**Trecho do documento:**
%%

NUCIDH emite nota técnica sobre Projeto de Lei em Curitiba 09/08/2018 - 14:20

NOTA TÉCNICA  
 
A Defensoria Pública do Estado do Paraná, por meio do Núcleo de Cidadania de Direitos Humanos, vem manifestar sua posição contrária à Proposição de Projeto de Lei Municipal nº 031.00024.2018, e de Substitutivo Geral da Proposição nº 005.00062.2017, trazendo à baila considerações objetivas e técnicas sobre o tema, consoante segue, de acordo com o art. 5º, XIV, da Resolução nº. 07/2015-CSDP. 
 
A referida Proposição visa a apreciação, pela Câmara Municipal de Curitiba, de Projeto de Lei Ordinária, a qual fixaria como infração administrativa o uso de drogas ilícitas sem autorização ou em desacordo com determinação legal ou regulamentar, nos parques nas imediações das instituições de ensino, ou em quaisquer locais de concentração de crianças, adolescentes, jovens, gestantes e idosos, e demais logradouros públicos localizados no Município de Curitiba. 
 
Como sanção à infração, os infratores ficariam sujeitos, sem prejuízo de medidas na esfera penal, às sanções administrativas de comparecer em reuniões de grupos de ajuda mútua ou programa ou curso educativo sobre prevenção ao uso de drogas e/ou participar de programas de combate ao uso de drogas. Prevê que, se o infrator for criança ou adolescente, deverá ser observado o contido na Lei nº 8.069/90. 
 
A Lei nº 11.343/06, chamada Lei de Drogas, prevê, em seu artigo 28, sanções para o uso de drogas. São elas: advertência sobre os efeitos das drogas; prestação de serviços à comunidade; e medida educativa de comparecimento a programa ou curso educativo. As duas últimas podendo ser aplicadas por período máximo de 5 meses, e, em caso de reincidência, pelo período de 10 meses. A prestação de serviços à comunidade é cumprida em programas comunitários, entidades educacionais ou assistenciais, hospitais, estabelecimentos congêneres, públicos ou privados sem fins lucrativos, que se ocupem, preferencialmente, da prevenção do consumo ou da recuperação de usuários e dependentes de drogas. Em caso de recusa do agente, o juiz poderá submetê-lo a admoestação verbal e multa, esta revertida ao Fundo Nacional Antidrogas. Ainda, há previsão de disponibilização, ao infrator, de estabelecimento de saúde para tratamento especializado.

%%

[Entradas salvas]
%%

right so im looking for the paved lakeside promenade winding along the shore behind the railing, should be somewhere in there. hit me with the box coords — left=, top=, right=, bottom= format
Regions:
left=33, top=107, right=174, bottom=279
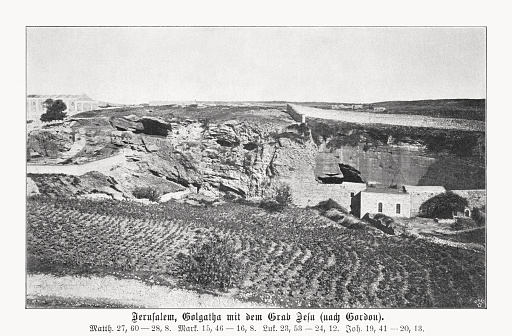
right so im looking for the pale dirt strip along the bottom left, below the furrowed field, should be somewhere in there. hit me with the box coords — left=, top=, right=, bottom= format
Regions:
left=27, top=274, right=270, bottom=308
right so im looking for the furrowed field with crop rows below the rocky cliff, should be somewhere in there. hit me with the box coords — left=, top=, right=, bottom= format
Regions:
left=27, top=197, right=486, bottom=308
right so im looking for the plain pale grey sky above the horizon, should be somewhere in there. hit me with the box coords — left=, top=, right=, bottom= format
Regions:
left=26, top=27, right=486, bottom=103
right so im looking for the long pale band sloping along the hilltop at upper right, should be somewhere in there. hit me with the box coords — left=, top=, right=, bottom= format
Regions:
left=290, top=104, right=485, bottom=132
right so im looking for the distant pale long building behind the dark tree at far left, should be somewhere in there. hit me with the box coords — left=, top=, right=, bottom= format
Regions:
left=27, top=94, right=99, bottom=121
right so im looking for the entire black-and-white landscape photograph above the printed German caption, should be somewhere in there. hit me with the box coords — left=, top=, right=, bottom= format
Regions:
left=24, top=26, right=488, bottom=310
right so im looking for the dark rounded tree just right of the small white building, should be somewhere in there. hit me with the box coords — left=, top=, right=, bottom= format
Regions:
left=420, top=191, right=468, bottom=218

%%
%%

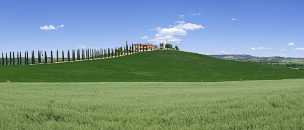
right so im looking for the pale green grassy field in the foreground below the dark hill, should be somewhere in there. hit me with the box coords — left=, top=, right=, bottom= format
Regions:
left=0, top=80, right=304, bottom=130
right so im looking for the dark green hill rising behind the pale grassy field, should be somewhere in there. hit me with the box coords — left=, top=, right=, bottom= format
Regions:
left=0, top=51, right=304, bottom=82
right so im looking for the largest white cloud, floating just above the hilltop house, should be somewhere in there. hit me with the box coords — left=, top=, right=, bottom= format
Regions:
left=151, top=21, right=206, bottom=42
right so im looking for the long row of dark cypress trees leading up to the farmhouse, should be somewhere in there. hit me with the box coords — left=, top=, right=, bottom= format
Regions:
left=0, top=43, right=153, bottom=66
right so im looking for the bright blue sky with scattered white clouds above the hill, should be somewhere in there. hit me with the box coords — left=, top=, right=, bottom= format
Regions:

%%

**Pedido de trabalho A:** Resuma a nota técnica em duas frases.
**Pedido de trabalho B:** Imprima o trecho da nota técnica que vai de "A Defensoria Pública" até "Município de Curitiba.", com esses dois pontos incluídos.
A listagem não é necessária aqui.

**Resposta A:** A Defensoria Pública do Estado do Paraná se coloca contra um projeto de lei municipal de Curitiba que tornaria infração administrativa o uso de drogas ilícitas em parques, perto de escolas e em outros lugares públicos da cidade. As punições seriam comparecer a grupos de ajuda mútua ou a cursos sobre prevenção e participar de programas de combate ao uso de drogas, e a nota lembra que a Lei de Drogas (Lei nº 11.343/06), no artigo 28, já prevê para o uso advertência, prestação de serviços à comunidade e comparecimento a programa ou curso educativo.

**Resposta B:**
A Defensoria Pública do Estado do Paraná, por meio do Núcleo de Cidadania de Direitos Humanos, vem manifestar sua posição contrária à Proposição de Projeto de Lei Municipal nº 031.00024.2018, e de Substitutivo Geral da Proposição nº 005.00062.2017, trazendo à baila considerações objetivas e técnicas sobre o tema, consoante segue, de acordo com o art. 5º, XIV, da Resolução nº. 07/2015-CSDP. 
 
A referida Proposição visa a apreciação, pela Câmara Municipal de Curitiba, de Projeto de Lei Ordinária, a qual fixaria como infração administrativa o uso de drogas ilícitas sem autorização ou em desacordo com determinação legal ou regulamentar, nos parques nas imediações das instituições de ensino, ou em quaisquer locais de concentração de crianças, adolescentes, jovens, gestantes e idosos, e demais logradouros públicos localizados no Município de Curitiba.